--- Task ---
Could you put the stretch of items from the line containing "Where can the white patch" through the line containing "point(791, 450)", both ends included, into a JSON list of strings with one string per line, blank lines left out and nothing outside that stretch?

--- Dataset records ---
/---

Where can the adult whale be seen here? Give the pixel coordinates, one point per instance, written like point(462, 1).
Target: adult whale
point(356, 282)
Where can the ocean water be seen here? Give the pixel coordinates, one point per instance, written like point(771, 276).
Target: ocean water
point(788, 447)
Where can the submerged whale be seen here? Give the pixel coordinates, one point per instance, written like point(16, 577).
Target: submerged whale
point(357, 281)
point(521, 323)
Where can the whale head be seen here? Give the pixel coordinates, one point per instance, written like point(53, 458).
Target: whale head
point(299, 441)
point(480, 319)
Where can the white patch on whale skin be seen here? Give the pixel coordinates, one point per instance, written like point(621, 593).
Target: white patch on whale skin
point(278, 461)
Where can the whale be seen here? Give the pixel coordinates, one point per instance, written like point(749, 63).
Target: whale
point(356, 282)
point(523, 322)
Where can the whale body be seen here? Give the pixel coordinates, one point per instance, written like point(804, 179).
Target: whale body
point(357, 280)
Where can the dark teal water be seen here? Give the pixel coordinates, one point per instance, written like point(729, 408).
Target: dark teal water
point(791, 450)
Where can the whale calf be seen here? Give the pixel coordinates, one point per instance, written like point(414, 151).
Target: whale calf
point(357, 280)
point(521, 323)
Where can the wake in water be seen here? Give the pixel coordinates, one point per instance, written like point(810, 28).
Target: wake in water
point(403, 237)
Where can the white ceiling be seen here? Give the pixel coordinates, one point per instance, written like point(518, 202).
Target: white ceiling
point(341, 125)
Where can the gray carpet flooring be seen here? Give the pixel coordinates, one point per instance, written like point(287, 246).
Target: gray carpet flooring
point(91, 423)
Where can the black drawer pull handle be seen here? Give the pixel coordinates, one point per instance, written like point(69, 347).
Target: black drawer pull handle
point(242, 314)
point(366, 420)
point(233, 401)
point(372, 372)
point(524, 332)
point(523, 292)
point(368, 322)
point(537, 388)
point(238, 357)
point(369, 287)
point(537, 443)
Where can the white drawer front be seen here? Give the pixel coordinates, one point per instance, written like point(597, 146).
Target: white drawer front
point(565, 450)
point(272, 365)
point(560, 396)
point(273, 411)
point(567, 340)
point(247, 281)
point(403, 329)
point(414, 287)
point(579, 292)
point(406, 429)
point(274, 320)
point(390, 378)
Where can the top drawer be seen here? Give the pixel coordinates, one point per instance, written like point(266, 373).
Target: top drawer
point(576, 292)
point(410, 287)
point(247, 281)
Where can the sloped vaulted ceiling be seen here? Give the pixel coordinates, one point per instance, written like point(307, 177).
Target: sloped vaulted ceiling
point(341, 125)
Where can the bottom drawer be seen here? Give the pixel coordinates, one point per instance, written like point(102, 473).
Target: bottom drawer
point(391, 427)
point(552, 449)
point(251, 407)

\---

--- Response below ---
[
  "Where can the white patch on whale skin be seen here? Give the pixel coordinates, one point per instance, written like point(621, 593).",
  "Target: white patch on whale skin",
  "point(278, 461)",
  "Where can the whale be seen here? Give the pixel coordinates, one point per instance, written like point(749, 63).",
  "Target: whale",
  "point(356, 282)",
  "point(523, 322)",
  "Where can the whale body be seen here? Give the pixel coordinates, one point per instance, written like point(804, 179).",
  "Target: whale body",
  "point(357, 280)",
  "Where can the dark teal water be seen here? Give the pixel coordinates, one point per instance, written like point(729, 408).",
  "Target: dark teal water",
  "point(791, 450)"
]